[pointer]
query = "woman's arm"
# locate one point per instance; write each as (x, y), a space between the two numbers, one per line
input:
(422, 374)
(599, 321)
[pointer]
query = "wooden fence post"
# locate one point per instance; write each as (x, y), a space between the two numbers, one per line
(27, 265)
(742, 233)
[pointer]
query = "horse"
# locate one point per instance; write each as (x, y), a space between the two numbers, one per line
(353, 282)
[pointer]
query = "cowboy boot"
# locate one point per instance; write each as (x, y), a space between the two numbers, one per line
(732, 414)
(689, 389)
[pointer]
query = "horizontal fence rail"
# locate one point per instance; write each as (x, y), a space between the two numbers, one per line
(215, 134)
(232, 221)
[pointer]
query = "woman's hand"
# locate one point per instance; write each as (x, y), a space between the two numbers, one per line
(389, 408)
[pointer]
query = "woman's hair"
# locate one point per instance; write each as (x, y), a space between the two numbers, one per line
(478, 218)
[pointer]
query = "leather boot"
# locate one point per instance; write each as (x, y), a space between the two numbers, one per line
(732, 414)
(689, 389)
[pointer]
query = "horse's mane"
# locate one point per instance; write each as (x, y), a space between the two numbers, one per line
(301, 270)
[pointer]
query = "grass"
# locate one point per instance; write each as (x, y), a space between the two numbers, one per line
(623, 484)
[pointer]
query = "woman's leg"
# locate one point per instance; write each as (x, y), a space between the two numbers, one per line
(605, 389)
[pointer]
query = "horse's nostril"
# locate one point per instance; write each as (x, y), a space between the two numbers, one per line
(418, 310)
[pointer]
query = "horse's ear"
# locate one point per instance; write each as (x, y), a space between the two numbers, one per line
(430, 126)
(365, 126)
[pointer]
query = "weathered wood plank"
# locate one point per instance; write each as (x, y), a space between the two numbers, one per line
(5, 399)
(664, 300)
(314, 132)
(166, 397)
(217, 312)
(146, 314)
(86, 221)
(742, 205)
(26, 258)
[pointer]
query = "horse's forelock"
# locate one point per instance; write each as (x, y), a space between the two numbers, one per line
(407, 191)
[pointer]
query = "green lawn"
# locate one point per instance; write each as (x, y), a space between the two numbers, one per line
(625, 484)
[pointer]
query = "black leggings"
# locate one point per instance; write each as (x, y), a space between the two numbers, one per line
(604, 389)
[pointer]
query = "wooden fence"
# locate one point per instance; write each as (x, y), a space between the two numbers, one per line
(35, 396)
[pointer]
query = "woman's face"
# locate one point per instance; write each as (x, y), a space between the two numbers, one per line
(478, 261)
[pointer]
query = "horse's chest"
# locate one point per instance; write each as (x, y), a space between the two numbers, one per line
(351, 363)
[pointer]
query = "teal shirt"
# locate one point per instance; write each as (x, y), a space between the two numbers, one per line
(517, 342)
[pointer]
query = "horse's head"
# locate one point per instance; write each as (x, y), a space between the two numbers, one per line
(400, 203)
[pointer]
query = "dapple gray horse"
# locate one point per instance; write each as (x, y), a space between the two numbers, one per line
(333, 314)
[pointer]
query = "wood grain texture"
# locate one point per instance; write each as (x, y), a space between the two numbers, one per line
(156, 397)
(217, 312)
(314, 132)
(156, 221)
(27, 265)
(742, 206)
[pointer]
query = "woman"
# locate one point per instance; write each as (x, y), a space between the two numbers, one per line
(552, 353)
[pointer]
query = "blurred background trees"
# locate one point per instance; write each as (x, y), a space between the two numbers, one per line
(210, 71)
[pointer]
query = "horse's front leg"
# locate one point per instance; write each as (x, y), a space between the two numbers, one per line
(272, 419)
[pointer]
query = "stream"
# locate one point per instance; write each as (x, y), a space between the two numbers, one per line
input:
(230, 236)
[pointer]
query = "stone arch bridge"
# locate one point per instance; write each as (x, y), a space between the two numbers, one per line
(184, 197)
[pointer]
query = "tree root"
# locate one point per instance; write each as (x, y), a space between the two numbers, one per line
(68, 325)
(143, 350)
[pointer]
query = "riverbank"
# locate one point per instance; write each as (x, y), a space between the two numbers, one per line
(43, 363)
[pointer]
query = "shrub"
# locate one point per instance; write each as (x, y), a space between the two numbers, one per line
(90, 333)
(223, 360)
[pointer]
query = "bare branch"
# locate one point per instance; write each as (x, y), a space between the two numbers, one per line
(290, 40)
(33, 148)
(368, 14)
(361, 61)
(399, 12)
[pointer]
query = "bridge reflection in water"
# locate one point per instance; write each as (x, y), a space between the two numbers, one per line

Task to carry out:
Reproduce the records word for word.

Final result:
[pointer]
query = "woman's arm"
# locate one point per instance; write each as (x, y), a space between the two numbers, one per line
input:
(422, 374)
(599, 321)
[pointer]
query = "wooden fence post"
# locate one point per instance; write each as (x, y), a space between the two numbers, one per line
(27, 265)
(742, 233)
[pointer]
query = "horse"
# locate one point per instance; write each as (x, y), a space between the two numbers, one per line
(353, 282)
[pointer]
query = "cowboy boot"
# locate one point per instance; write each as (x, y), a space between the two numbers, one per line
(732, 414)
(689, 389)
[pointer]
query = "horizontal fence rail"
# locate one point per instance; write each as (x, y), a space between the two numbers, one per line
(215, 134)
(232, 221)
[pointer]
query = "woman's hand"
# locate one point per instance; write each as (x, y), a space between the two numbers, one per line
(389, 408)
[pointer]
query = "woman's hair"
# locate one point per instance; write each as (x, y), a space between the two numbers, one per line
(478, 218)
[pointer]
query = "leather boot"
# locate one point per instance; write each as (x, y), a space between the two numbers, one per line
(732, 414)
(689, 389)
[pointer]
query = "horse's mane"
# locate one point per instance; write each as (x, y), a space between the two numbers, one per line
(301, 270)
[pointer]
query = "grass"
# locate one point per instance; write each as (x, y), a space between the two numbers, one per line
(623, 484)
[pointer]
query = "woman's leg"
# locate one point per instance; write each as (x, y), a space between the two numbers, one per line
(605, 389)
[pointer]
query = "horse's nostril"
# locate one point per instance; write each as (x, y), a space between the two numbers, one per line
(418, 310)
[pointer]
query = "horse's ear"
# locate one point per instance; write each as (x, y), a space between the two numbers, one per line
(430, 126)
(365, 126)
[pointer]
query = "weathered wood plank"
# locate one point per instance; write each as (x, y), a space between the two numbers, one per line
(5, 399)
(664, 300)
(314, 132)
(166, 397)
(217, 312)
(146, 314)
(86, 221)
(742, 205)
(26, 258)
[pointer]
query = "horse's forelock"
# locate one point per instance; write each as (x, y), a space between the two numbers, one per line
(407, 191)
[pointer]
query = "green lawn"
# locate one point per instance; write each as (x, y), a space between the two numbers, one per line
(625, 484)
[pointer]
query = "black leggings"
# locate one point per instance; write each as (x, y), a space between the two numbers, one per line
(604, 389)
[pointer]
query = "wooden fence"
# locate one point per instance; write each as (x, y), a space between the two numbers, one per line
(35, 396)
[pointer]
query = "woman's face"
# locate one point per instance; write each as (x, y), a space between the two numbers, one per line
(478, 261)
[pointer]
query = "horse's chest"
# locate one point per instance; write each as (x, y), a space between the two numbers, one per line
(351, 363)
[pointer]
query = "teal shirt"
# locate one point per instance; write each as (x, y), a space between the two numbers, one per line
(517, 342)
[pointer]
query = "horse's head"
# locate one point per instance; write each as (x, y), a space between the two numbers, one per line
(400, 203)
[pointer]
query = "dapple gray horse"
# locate one point per instance; write each as (x, y), a space between the two numbers, one per line
(333, 314)
[pointer]
query = "wood grain texture"
# locate one point per instance; write each as (x, y), a space between the two numbers, one per line
(156, 397)
(217, 312)
(314, 132)
(156, 221)
(27, 265)
(742, 206)
[pointer]
query = "woman"
# locate one point per instance; write each as (x, y), a space between the two numbers, one per line
(552, 353)
[pointer]
query = "blurred background trees"
# locate one point per instance; write each as (x, y), a space between the two numbers, one per line
(210, 71)
[pointer]
query = "horse's front leg"
# locate one point per instance; write each as (x, y), a space between the two numbers, one per line
(272, 419)
[pointer]
query = "stream"
# locate one point per instance; write each as (x, y), a space between the two numbers, one per line
input:
(230, 236)
[pointer]
query = "stone arch bridge"
# locate one point per instance; write each as (x, y), a space between the two numbers, one per line
(184, 197)
[pointer]
query = "tree root"
# locate one point per instance; write each as (x, y), a space between the two numbers, one per line
(68, 325)
(143, 350)
[pointer]
query = "riverbank"
# locate one point per instance; write each as (x, y), a space between the two numbers, one per line
(43, 363)
[pointer]
query = "shrub"
# locate one point per instance; write each as (x, y), a space between the two numbers, one per line
(90, 333)
(223, 360)
[pointer]
query = "bare branch"
# locate one point per instance; write each as (x, y), a space between the two numbers, one per line
(290, 40)
(33, 148)
(368, 14)
(361, 61)
(399, 12)
[pointer]
query = "bridge reflection in water"
# locate one point per instance; write each as (x, y), a space between the two numbers, one per line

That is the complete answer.